_Stated problem_
Retype the whole listing below, character for character.

_Given information_
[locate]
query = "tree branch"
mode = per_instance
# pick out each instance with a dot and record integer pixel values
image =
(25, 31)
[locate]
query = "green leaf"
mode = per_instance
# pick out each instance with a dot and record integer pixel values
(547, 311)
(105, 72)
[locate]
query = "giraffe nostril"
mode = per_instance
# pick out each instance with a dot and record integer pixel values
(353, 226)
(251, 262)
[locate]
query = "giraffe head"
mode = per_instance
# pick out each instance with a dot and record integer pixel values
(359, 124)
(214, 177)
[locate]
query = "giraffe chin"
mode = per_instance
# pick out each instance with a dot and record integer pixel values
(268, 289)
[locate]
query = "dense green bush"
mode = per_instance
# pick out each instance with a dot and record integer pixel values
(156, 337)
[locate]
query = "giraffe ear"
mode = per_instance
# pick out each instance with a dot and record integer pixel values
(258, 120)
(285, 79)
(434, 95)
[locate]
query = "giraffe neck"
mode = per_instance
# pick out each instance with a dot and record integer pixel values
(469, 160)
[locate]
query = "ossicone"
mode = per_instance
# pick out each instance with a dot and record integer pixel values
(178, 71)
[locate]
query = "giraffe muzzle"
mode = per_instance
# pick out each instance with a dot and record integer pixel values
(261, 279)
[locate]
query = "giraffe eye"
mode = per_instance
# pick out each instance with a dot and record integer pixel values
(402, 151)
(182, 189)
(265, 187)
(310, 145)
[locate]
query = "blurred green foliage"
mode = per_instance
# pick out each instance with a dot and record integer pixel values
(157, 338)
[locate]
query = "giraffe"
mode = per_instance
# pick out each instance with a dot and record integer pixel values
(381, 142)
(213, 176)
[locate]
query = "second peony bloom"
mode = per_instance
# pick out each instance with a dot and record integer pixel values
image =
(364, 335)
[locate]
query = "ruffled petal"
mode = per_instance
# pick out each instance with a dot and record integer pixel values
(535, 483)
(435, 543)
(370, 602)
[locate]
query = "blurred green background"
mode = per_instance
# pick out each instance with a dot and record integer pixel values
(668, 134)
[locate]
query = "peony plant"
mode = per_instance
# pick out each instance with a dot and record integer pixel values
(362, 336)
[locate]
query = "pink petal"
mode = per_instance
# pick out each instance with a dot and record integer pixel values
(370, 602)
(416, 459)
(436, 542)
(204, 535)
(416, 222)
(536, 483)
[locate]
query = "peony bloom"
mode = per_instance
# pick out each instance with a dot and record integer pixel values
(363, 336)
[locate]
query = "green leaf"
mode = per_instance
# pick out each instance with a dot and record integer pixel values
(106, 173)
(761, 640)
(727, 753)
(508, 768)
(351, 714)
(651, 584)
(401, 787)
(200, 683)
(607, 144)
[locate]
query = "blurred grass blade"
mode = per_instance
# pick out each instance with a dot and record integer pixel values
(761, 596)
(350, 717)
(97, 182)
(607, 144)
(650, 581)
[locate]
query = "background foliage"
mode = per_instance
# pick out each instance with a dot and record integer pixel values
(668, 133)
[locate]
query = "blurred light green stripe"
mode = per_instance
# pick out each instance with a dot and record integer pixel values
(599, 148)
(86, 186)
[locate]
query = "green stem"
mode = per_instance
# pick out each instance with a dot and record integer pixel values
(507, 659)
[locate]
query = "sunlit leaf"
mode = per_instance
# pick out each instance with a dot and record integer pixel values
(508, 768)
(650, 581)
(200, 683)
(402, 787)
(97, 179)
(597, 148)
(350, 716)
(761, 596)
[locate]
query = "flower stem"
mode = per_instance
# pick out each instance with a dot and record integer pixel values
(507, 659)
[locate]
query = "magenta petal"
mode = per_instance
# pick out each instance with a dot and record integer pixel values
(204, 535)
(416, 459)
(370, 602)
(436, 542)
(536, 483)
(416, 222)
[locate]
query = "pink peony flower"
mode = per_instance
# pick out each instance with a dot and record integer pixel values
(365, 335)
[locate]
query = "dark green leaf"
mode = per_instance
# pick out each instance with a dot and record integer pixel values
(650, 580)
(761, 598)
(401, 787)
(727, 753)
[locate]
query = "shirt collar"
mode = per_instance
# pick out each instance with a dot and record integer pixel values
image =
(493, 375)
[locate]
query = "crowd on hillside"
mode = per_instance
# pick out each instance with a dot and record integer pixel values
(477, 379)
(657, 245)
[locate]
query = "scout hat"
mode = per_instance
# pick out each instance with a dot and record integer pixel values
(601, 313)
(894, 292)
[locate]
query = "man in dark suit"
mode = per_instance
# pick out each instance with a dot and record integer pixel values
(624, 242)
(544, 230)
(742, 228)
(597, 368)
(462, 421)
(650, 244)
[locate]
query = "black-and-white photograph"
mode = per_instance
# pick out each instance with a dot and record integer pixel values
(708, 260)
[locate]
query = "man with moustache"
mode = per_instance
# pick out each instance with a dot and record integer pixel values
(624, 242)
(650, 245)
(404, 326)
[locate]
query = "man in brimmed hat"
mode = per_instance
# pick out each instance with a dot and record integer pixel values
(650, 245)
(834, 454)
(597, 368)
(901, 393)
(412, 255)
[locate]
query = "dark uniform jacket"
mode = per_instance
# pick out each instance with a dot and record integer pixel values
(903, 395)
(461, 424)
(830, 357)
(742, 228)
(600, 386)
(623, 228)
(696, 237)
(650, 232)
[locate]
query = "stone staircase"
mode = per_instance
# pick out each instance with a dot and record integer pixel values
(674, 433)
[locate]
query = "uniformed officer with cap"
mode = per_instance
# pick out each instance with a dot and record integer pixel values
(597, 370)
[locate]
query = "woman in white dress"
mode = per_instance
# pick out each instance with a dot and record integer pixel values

_Written answer_
[locate]
query = "tree branch"
mode = per_instance
# pick out each instance with a dot and record integer pixel values
image =
(25, 31)
[locate]
query = "green leaf"
mode = per_instance
# pick out each instance with a dot and record integer pixel values
(547, 311)
(105, 72)
[locate]
query = "giraffe nostril"
mode = per_instance
# pick out each instance with a dot and record integer pixel values
(353, 226)
(251, 262)
[locate]
query = "giraffe head"
mode = per_instance
# pick out each instance with a dot and record integer pixel values
(359, 124)
(214, 177)
[locate]
query = "giraffe chin"
mode = per_instance
# pick out each instance with a dot and record integer pixel values
(268, 289)
[locate]
query = "dense green bush"
mode = per_instance
# pick out each instance with a dot and record integer pixel values
(156, 337)
[locate]
query = "giraffe ear"
mode = per_instance
# pick out each instance with a dot and record integer pixel values
(258, 120)
(285, 79)
(434, 95)
[locate]
query = "giraffe neck"
mode = per_instance
# pick out each instance with a dot and record integer pixel values
(469, 160)
[locate]
query = "ossicone"
mode = per_instance
# pick out each instance with a dot and record integer pixel values
(178, 71)
[locate]
query = "giraffe muzzle"
mode = per_instance
# pick out each instance with a dot and record integer pixel values
(261, 279)
[locate]
query = "giraffe eye"
mode = per_instance
# pick out each instance with a dot and record integer pixel values
(402, 151)
(182, 189)
(265, 187)
(310, 145)
[locate]
query = "blurred green foliage"
mode = per_instance
# pick out each instance with a dot and record integer pixel values
(157, 338)
[locate]
query = "giraffe"
mode = per_instance
# pick out each instance with a dot and record integer pixel values
(381, 142)
(213, 176)
[locate]
query = "second peony bloom"
mode = per_instance
# pick out each instance with a dot and record integer pixel values
image =
(364, 335)
[locate]
query = "ruffled petal"
mode = per_instance
# pick out each instance with a dot and record integer pixel values
(535, 483)
(435, 543)
(370, 602)
[locate]
query = "blurred green background"
mode = per_instance
# pick out each instance with a dot and record integer pixel values
(668, 134)
[locate]
query = "peony plant"
mode = per_instance
# pick out each instance with a dot and record integer pixel values
(362, 336)
[locate]
query = "pink petal"
mode = per_instance
# pick out each instance with a dot and record integer pixel values
(370, 602)
(416, 459)
(436, 542)
(204, 535)
(416, 222)
(536, 483)
[locate]
query = "peony bloom"
mode = per_instance
# pick out each instance with a dot and record integer pixel values
(363, 336)
[locate]
query = "green leaf"
mode = per_instance
# pick out each instance with a dot and record integer pixel values
(106, 173)
(761, 640)
(727, 753)
(508, 768)
(351, 714)
(651, 584)
(401, 787)
(200, 683)
(607, 144)
[locate]
query = "blurred grass blade"
mode = per_instance
# pick out each instance with a dot and record integer pixel values
(761, 596)
(350, 717)
(97, 182)
(607, 144)
(650, 581)
[locate]
query = "background foliage"
mode = per_instance
# pick out each instance with a dot and record integer pixel values
(668, 133)
[locate]
query = "blurred light green stripe"
mode = per_instance
# pick out each instance with a dot and record integer pixel values
(599, 148)
(86, 186)
[locate]
query = "green stem"
mode = per_instance
# pick out each instance with a dot and record integer pixel values
(507, 659)
[locate]
query = "sunlit leaf"
mode = per_instance
# pick out each instance with a dot and record integer pixel values
(508, 768)
(650, 581)
(200, 683)
(402, 787)
(97, 179)
(597, 148)
(350, 716)
(761, 596)
[locate]
query = "flower stem"
mode = per_instance
# pick out each instance with a dot and record integer pixel values
(507, 659)
[locate]
query = "magenta petal"
mode = per_instance
# pick out each instance with a dot and record integer pixel values
(204, 535)
(416, 459)
(370, 602)
(436, 542)
(536, 483)
(416, 222)
[locate]
query = "pink peony flower"
mode = per_instance
# pick out each instance with a dot and record integer pixel values
(365, 335)
[locate]
query = "dark green leaf"
mode = per_instance
# pick out each instance with a dot and record integer pixel values
(650, 580)
(761, 598)
(401, 787)
(727, 753)
[locate]
query = "shirt collar"
mode = per_instance
# pick out each instance with a dot and record integer pixel values
image =
(493, 375)
[locate]
query = "crowd on hillside"
mode = per_instance
# pick out each instance with a dot and record integer pixel values
(477, 379)
(657, 245)
[locate]
query = "scout hat"
mode = per_instance
# pick out each instance with a dot and record integer pixel values
(601, 313)
(894, 292)
[locate]
query = "man in dark suit"
mode = per_instance
# pick out each instance with a dot and record integer pixel values
(624, 242)
(544, 230)
(742, 228)
(597, 368)
(462, 421)
(650, 244)
[locate]
query = "black-and-white photograph"
mode = per_instance
# pick out each instance with a dot and record integer pixel values
(708, 260)
[locate]
query = "man with moustache"
mode = per_instance
# pick out each instance with a dot and record integer pixel values
(624, 242)
(650, 245)
(404, 326)
[locate]
query = "man in brimmed hat"
mode = per_instance
# pick out each instance with a dot and record integer pixel values
(650, 245)
(834, 454)
(597, 368)
(901, 393)
(412, 255)
[locate]
query = "dark uniform jacket"
mode = per_instance
# pick out each instance with a dot and record integer pixel values
(903, 395)
(461, 424)
(830, 357)
(742, 228)
(600, 386)
(623, 228)
(696, 237)
(650, 232)
[locate]
query = "stone staircase"
mode = per_instance
# pick out each instance with a dot and record integer pixel values
(674, 433)
[locate]
query = "uniformed officer with cap"
mode = per_instance
# pick out each instance with a dot and record integer pixel values
(597, 370)
[locate]
query = "woman in white dress"
mode = per_instance
# pick out each instance with a dot and record integer pixel values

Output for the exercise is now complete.